_DATA_
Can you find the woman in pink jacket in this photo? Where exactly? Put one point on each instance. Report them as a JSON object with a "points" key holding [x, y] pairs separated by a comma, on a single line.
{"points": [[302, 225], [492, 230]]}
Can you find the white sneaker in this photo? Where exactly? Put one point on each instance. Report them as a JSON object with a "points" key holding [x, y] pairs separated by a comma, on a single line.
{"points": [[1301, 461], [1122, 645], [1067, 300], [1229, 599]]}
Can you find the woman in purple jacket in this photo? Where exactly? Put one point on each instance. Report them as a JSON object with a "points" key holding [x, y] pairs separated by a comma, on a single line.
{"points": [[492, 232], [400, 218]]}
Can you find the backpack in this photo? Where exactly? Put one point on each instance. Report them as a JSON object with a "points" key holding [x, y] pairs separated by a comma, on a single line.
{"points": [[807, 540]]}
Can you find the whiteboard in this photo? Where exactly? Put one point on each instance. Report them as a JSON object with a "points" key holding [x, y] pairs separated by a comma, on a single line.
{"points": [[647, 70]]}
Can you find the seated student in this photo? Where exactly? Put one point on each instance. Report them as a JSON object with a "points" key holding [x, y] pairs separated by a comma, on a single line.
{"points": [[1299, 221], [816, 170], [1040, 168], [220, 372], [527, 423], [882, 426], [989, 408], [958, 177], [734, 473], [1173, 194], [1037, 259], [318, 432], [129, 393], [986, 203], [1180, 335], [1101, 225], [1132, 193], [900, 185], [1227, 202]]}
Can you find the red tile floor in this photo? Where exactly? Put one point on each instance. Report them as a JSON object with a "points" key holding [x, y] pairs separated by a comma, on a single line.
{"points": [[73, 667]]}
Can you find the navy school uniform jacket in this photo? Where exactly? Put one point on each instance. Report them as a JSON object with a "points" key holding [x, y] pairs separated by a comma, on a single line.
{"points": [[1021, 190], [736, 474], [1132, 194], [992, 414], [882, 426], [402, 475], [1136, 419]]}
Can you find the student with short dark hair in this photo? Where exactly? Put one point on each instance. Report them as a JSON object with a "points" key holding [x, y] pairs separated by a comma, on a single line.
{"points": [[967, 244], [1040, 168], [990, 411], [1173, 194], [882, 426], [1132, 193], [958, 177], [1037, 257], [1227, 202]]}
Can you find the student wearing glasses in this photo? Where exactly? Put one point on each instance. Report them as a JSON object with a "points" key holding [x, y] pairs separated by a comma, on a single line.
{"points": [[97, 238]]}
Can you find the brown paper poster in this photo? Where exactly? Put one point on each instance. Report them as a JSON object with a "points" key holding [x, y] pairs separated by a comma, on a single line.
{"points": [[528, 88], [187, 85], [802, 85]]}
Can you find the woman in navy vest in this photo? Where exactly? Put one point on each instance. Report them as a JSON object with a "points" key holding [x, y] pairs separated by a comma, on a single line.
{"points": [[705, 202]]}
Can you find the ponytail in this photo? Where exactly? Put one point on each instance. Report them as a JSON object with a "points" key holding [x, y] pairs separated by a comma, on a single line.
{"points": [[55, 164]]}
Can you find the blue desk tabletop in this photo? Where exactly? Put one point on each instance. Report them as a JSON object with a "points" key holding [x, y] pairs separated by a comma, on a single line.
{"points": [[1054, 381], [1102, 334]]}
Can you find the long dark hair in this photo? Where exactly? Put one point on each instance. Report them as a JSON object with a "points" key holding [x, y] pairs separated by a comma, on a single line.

_WHAT TO WORK ON_
Write out every line of the data again, exactly as it reads.

_TASK RESULT_
Can you find the woman in pink jacket in this photo? Where exactly? Put one point on each instance. Report them as a JSON object with a "points" key holding [x, y] pairs separated by a comma, on a single line.
{"points": [[302, 225], [492, 230]]}
Can you find the white sneaker in this photo? Where exactly? Put one point on each instance. Report them as a JSON object with a "points" key holding [x, y] pairs separated by a comma, on a single line.
{"points": [[1301, 461], [1122, 645], [1067, 300], [1229, 599]]}
Can you find the woman in purple jacket in this photo? Where exactly? Put one point on each instance. Report them as a JSON object with a "points" key holding [x, y] pairs separated by a comma, on a single line.
{"points": [[492, 232], [400, 218]]}
Can you find the backpack in this photo? Where exactly? Put one point on each instance. Report them as a JSON object with a "points" key holding [x, y] pairs separated by a comma, on a single line.
{"points": [[807, 540]]}
Can you find the whiteboard in this photo? Where exactly? Put one point on each instance. Report them as a JSON object with a "points" key holding [x, y] pairs separated by a comma, on a single line.
{"points": [[647, 70]]}
Can you find the seated student in this photo? Where exactly? Put one point on each instance. Report them as a JSON object with a "points" key holding [x, y] pairs separated by a comma, on a single line.
{"points": [[1299, 221], [816, 170], [1040, 168], [220, 372], [527, 423], [882, 426], [989, 408], [958, 177], [734, 473], [1173, 194], [1037, 259], [318, 432], [129, 393], [986, 203], [1180, 335], [1101, 225], [1132, 193], [900, 185], [1227, 202]]}
Can you find the red tile floor in this photo? Where exactly? Put one point on each instance. Report them as a JSON object with a "points" key holding [x, y] pairs separated by a comma, on a single line.
{"points": [[73, 667]]}
Can you find the navy school uniform jacket in this photo? Where exactly? Put one point on each instance. Report them as a JSON object with a "points" key holding [x, y] pairs separated by a comma, on a single line.
{"points": [[1021, 190], [736, 474], [1132, 194], [992, 414], [882, 426], [402, 475], [1136, 419]]}
Can you find the student with short dark hair in this photo? Where exactly? Put one point on each instance. Report them as a JSON object with a "points" key holding [x, y] pairs separated by a comma, on a single line.
{"points": [[967, 244], [1040, 168], [990, 411], [1173, 194], [882, 426], [1132, 193], [958, 177], [1037, 257], [1227, 202]]}
Can you find the student wearing glasses in this photo? Where exactly? Put one point on each instance. Report them as a JSON object with a "points" key holding [x, y] pairs separated by a comma, on a single line.
{"points": [[97, 238]]}
Can you find the brown paper poster in this photo? Where exactly? Put one point on each instance. Report them as a JSON object with a "points" key holding [x, y] pairs separated by a comma, on a single line.
{"points": [[528, 88], [187, 85], [802, 85]]}
Can you find the woman in navy vest in this photo? Where exactly? Put one point on each instance. Report them as a JSON object with a "points" key holding [x, y] pairs separated by a comma, on a single line.
{"points": [[705, 202]]}
Can you find the ponytail in this photo? Where exactly? Put one point on each instance. Report them as a JSON object with a "points" key holding [x, y] pairs separated by a comma, on a single line.
{"points": [[55, 164]]}
Can you find the blue desk tabletop in this photo? Where exactly? Put one point on each instance. Report them as a JSON object with a "points" key holding [x, y] pairs separated by a comma, on a single line.
{"points": [[1054, 381], [1102, 334]]}
Can you find the long dark hair in this photo? Where exactly? Put one point on each instance. Report them as a JSON object with a "points" key holding [x, y] pairs separated by a comma, on a single line.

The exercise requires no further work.